Source extract Start Marker

This place, this progressive near-utopia, is called New York City. And it is run by morons.

"It's time for Big Oil to take responsibility for the devastation they have wrought," New York Mayor Bill De Blasio, recently re-elected by 39 percentage points, tweeted in January. He went on to announce he is suing five of the world's biggest oil companies for the damage caused by Superstorm Sandy and starting the process of divesting $5 billion in city pension-fund investments from the oil sector. That night the Empire State Building was lit up green. "At the local level we have to act now," De Blasio said on Morning Joe, "especially because our national government is not."

New York politics, city and state alike, are dominated by hostility toward the loud New Yorker currently residing in the White House. "NYC must lead the way in standing up to Trump Administration bigotry, injustice & corruption," ran the first sentence in the voter guide from my local city councilman, Brad Lander (who won a third term in November 2017 unopposed).

Lander's email bulletins are filled with organizing announcements about "the resistance" and defiant subject lines that might as well have been written by Dumbledore's Army about he-who-must-not-be-named. "We won't let him destroy our kids' planet (or their country)," reads one. "Time to start talking about (the road to) impeachment," reads another.

Silly me—I just want the subway to occasionally function and the airports not to be garbage dumps.

The sad truth, acknowledged in private to me by multiple senior New York Democratic Party officials, is that Lander, De Blasio, and Gov. Andrew Cuomo are all just responding rationally to the political marketplace. New Yorkers might not have any clue who their borough president or state assemblywoman are, but they sure do hate Donald Trump. In New York, all politics are national.

Source extract End Marker

◆ Tasks for this exercise:
#1 According to the passage on New York politics, what damage is De Blasio suing five of the world's biggest oil companies for?
#2 For each statement, say whether the passage on New York politics supports it, answering yes or no and quoting the words that decide it:
(a) The Empire State Building was lit up green on the night of De Blasio's announcement.
(b) Brad Lander defeated an opponent to win his third term.
(c) De Blasio began moving to divest $5 billion in city pension-fund investments from the oil sector.
#3 Resume the passage on New York politics, picking up right after its final sentence.
The entries are not needed for any of this work.

Information shown Start Marker

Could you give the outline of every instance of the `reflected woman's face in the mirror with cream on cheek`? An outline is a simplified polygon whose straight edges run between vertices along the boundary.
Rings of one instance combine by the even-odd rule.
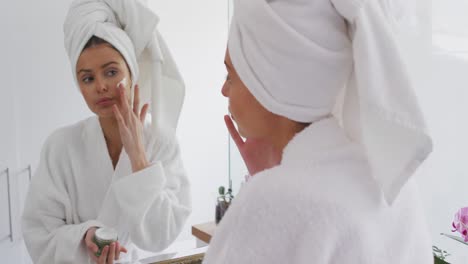
[[[117,85],[124,78],[130,98],[130,71],[122,55],[109,44],[99,44],[84,49],[76,66],[78,84],[89,109],[99,117],[114,117],[112,106],[119,102]]]

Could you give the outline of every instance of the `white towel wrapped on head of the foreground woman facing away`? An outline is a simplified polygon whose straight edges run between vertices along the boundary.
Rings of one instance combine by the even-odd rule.
[[[384,0],[237,0],[232,63],[269,111],[328,116],[361,143],[387,202],[432,150]],[[346,87],[344,101],[339,93]],[[343,116],[341,116],[343,115]]]

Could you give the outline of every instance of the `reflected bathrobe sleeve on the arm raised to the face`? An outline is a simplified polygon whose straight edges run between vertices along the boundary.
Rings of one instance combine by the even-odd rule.
[[[128,229],[141,249],[161,251],[176,239],[191,212],[189,181],[175,136],[153,141],[147,156],[149,167],[112,183],[98,220]]]

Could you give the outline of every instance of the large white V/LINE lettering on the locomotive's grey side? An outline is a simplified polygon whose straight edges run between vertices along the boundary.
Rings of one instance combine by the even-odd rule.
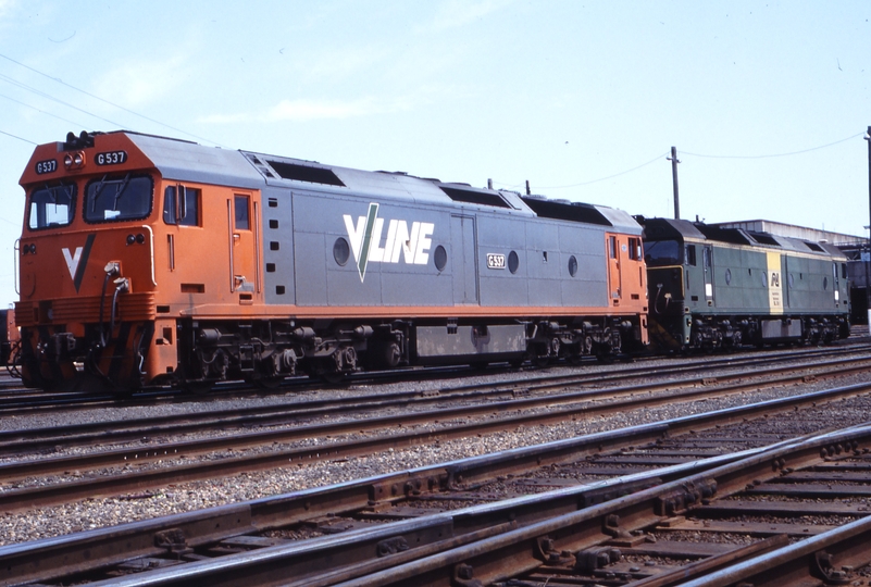
[[[425,265],[430,261],[430,238],[435,229],[431,222],[391,220],[387,225],[387,237],[382,239],[384,218],[378,217],[378,204],[370,203],[365,216],[358,216],[357,225],[350,214],[345,214],[345,229],[351,245],[357,271],[362,283],[369,263],[399,263],[400,257],[409,265]]]

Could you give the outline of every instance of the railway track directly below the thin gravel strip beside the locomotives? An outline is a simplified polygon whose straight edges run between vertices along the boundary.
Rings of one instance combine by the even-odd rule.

Information shown End Marker

◆ Expected results:
#1 The damage caused by Superstorm Sandy.

#2
(a) Yes: "That night the Empire State Building was lit up green."
(b) No: "who won a third term in November 2017 unopposed"
(c) Yes: "starting the process of divesting $5 billion in city pension-fund investments from the oil sector"

#3
A local brownstone real estate agent on the main commercial thoroughfare of my Brooklyn neighborhood spent the first several months after the November 2016 election displaying in his shop window pictures of the president's face next to a pig's ass, fliers advertising general strikes, and, on the toddler-eye level, cartoon figurines sharing anti-Trump messages. "Kids," one of his fliers instructed, "Ask your parents if they like Trump or support him in any way. Then, if they say they do, remind them that it's not right to lie, cheat, mislead and be a racist and that if they continue thinking that way they cannot ask you to not lie, cheat, mislead [or] be racist either."

Some of this elected-official resistance can be useful and appropriate, such as when De Blasio refused to comply with the Trump administration's request to hand over information about the immigration status of prisoners in New York's custody. (As Rudy Giuliani and other prior mayors have rightly pointed out, residents who fear that every contact with authorities could lead to their deportation will stop contacting authorities, which makes a city harder to police.) But sadly, much of New York's rebellion is petulant, counterproductive, and wrong.

"We have vindicated the promise of progressive government," Gov. Cuomo bragged in a January State of the State speech that was long on complaints about how the Trump administration "is working to roll back so much of what we have done." On his things-to-do-list: Regulate social-media advertising so that "Russia and big anonymous donors" can no longer "jeopardize our democracy." Blue states to the rescue!

Ironically, the main constraint on local leaders' tough talk and bad behavior came as part of the biggest legislative accomplishment under Trump so far. The tax reform passed in December bit heavily into the deductibility of state and local taxes, thereby reducing New York's latitude to extract nearly infinite revenue from its wealthiest residents.

So in late January, Cuomo announced that New York, New Jersey, and Connecticut will sue the federal government to reverse the law on constitutional grounds. "We will not stand idly by," the governor tweeted, "as the federal government attacks the fiscal health of our states."